*** Opening of EXCERPTED PASSAGE ***
Indexing Unidirectional Associations

neilac333 · **Joined:** Fri Oct 05, 2007 1:17 pm **Posts:** 78

I have a unidirectional many-to-one association between Item and TechnicalCategory classes. An Item contains a single instance of TechnicalCategory, but the same TechnicalCategory can be applied to multiple items. It is possible someone may wish to search on an Item by TechnicalCategory. However, my tests are returning no hits when there absolutely should be.

Here is the association found in my Item class

Code:

@ManyToOne
   @JoinColumn(name = "TECHNICAL_CATEGORY_ID", nullable = false)
   @Field(index = Index.TOKENIZED, store = Store.NO)
   @IndexedEmbedded
   @FieldBridge(impl = TechnicalCategoryStringBridge.class)
   public TechnicalCategory getTechnicalCategory() {
      return technicalCategory;
   }

In case it matters, TechnicalCategoryStringBridge simply provides a way to represent TechnicalCategory as a String by calling its toString method, which returns the name of the category.

I have added all the trimmings to my TechnicalCategory class like @Indexed, @DocumentId, and @Field on the name, which is what will be searched on.

Here are my questions:

1) Is there anything obviously wrong with my setup?

2) Where do I add @ContainedIn? What other annotations must I add if any?

3) Do I need to make this association bi-directional? In other words, must TechnicalCategory have a reference to Item as well? Such a thing is unnecessary for the purposes of my application, but I am willing to do it if it is necessary for Hibernate Search.
*** Close of EXCERPTED PASSAGE ***
• **EXERCISE REQUIREMENTS**:
1 - Print the stretch from "In case it matters, TechnicalCategoryStringBridge" through "for Hibernate Search." in the post on indexing unidirectional associations.
2 - In the post on indexing unidirectional associations, why does the poster place @Field on the name in the TechnicalCategory class?
*** Opening of LISTED RECORDS ***
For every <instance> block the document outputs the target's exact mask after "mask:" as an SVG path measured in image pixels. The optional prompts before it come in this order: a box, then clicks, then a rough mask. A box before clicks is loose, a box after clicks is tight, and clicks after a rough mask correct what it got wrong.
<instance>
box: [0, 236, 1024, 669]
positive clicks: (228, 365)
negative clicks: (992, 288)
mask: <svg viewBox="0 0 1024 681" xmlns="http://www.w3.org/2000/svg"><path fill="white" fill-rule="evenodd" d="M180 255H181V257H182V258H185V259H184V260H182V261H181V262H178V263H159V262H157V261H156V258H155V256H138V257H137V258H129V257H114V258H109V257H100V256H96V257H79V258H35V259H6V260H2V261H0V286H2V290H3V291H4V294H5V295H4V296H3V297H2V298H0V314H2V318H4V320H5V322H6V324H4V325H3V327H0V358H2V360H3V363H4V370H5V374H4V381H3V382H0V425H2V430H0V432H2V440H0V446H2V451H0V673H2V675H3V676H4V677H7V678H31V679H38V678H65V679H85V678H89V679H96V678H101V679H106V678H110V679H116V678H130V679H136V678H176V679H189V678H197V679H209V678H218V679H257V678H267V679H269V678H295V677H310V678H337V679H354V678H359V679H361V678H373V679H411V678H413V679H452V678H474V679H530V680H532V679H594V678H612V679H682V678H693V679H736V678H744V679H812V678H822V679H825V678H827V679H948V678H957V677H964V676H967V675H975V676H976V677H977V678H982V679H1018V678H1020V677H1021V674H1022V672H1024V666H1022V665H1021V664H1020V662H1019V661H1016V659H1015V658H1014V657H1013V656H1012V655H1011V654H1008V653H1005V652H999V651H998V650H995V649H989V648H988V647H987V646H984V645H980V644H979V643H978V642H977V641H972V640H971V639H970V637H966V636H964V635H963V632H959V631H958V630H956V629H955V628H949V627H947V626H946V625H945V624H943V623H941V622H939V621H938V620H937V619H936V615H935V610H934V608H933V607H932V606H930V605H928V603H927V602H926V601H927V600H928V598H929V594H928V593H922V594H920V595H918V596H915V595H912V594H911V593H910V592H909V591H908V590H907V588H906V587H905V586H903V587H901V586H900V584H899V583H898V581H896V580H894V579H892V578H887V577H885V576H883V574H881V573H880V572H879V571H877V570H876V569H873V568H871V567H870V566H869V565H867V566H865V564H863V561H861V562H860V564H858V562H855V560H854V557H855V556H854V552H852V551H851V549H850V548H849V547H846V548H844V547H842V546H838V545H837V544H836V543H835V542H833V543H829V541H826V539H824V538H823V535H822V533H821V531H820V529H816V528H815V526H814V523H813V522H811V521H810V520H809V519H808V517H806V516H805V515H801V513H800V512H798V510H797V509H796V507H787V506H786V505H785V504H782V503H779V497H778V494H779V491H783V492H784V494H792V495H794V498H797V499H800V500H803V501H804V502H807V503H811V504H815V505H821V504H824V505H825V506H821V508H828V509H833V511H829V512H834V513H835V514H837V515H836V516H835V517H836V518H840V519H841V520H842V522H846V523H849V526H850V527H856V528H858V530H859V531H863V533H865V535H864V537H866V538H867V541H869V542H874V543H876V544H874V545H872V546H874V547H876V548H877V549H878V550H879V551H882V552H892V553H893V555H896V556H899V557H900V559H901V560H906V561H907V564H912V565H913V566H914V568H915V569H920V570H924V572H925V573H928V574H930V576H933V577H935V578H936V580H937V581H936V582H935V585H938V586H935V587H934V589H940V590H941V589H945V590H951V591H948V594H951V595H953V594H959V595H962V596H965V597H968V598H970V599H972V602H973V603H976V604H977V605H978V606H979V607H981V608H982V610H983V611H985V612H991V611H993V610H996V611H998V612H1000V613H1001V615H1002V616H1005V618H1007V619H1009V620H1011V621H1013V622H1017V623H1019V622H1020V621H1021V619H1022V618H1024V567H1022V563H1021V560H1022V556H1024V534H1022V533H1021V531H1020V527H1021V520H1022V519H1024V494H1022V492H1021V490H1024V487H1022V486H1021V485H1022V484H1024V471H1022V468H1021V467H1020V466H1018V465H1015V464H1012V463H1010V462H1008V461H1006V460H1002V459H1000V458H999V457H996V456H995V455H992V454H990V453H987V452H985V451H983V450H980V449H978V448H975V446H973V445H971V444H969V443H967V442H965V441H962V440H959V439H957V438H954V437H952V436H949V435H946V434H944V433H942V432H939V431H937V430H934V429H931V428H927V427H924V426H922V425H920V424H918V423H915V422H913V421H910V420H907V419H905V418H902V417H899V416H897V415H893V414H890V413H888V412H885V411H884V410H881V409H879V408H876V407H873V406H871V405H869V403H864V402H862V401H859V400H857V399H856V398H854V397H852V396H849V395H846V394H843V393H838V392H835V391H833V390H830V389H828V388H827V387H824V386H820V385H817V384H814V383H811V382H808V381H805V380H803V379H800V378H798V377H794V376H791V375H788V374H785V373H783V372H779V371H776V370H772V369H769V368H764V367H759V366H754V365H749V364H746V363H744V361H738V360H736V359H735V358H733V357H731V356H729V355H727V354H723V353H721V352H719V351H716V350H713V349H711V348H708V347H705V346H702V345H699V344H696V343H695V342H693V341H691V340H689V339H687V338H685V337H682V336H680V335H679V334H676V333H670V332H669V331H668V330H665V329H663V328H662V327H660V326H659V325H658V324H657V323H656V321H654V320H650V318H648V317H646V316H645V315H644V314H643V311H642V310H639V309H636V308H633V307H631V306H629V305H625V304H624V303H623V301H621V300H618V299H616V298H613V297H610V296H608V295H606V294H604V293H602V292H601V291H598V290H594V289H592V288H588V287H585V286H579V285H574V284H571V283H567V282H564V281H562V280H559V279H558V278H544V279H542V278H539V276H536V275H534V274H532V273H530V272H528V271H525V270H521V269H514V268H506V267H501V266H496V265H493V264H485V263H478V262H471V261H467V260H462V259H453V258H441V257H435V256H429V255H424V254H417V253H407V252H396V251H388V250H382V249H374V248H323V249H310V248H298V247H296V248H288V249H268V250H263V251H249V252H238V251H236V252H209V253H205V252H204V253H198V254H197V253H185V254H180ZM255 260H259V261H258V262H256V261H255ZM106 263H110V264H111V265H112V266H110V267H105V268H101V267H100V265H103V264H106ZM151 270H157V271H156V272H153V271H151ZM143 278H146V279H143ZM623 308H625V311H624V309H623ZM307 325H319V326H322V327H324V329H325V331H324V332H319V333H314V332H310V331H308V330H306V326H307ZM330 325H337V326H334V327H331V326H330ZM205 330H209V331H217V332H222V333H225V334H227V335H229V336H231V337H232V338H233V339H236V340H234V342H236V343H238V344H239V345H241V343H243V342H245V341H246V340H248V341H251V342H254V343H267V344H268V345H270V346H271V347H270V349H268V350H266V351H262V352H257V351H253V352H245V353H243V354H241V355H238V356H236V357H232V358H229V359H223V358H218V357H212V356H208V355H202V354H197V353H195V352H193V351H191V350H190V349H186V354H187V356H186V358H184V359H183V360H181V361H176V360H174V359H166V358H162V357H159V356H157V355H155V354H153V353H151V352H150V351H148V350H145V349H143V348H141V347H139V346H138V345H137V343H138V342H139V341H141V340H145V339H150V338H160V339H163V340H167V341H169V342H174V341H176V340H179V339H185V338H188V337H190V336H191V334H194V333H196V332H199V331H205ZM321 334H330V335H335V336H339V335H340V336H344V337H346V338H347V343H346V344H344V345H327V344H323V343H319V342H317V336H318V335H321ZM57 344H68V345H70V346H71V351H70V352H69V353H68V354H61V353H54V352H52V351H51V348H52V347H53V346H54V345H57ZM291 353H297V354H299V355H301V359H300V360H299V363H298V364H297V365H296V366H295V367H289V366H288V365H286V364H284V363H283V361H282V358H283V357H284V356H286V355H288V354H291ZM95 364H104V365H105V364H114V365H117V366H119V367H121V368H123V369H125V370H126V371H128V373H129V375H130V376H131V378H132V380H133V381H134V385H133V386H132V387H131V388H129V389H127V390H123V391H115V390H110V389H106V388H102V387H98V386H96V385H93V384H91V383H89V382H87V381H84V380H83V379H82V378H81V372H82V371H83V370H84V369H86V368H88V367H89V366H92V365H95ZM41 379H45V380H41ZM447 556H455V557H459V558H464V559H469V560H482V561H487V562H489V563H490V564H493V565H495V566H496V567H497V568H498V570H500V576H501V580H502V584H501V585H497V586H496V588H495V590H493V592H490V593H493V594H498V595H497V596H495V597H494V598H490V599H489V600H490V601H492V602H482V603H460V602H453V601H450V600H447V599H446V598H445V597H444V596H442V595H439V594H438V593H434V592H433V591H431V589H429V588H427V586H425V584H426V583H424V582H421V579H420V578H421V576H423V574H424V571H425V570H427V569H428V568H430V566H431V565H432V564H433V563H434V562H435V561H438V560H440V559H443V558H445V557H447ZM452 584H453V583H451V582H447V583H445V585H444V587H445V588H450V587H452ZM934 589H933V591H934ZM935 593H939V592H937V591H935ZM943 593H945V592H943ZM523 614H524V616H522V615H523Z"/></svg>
*** Close of LISTED RECORDS ***
• **RESPONSES**:
1 -
In case it matters, TechnicalCategoryStringBridge simply provides a way to represent TechnicalCategory as a String by calling its toString method, which returns the name of the category.

I have added all the trimmings to my TechnicalCategory class like @Indexed, @DocumentId, and @Field on the name, which is what will be searched on.

Here are my questions:

1) Is there anything obviously wrong with my setup?

2) Where do I add @ContainedIn? What other annotations must I add if any?

3) Do I need to make this association bi-directional? In other words, must TechnicalCategory have a reference to Item as well? Such a thing is unnecessary for the purposes of my application, but I am willing to do it if it is necessary for Hibernate Search.

2 - The name is what will be searched on.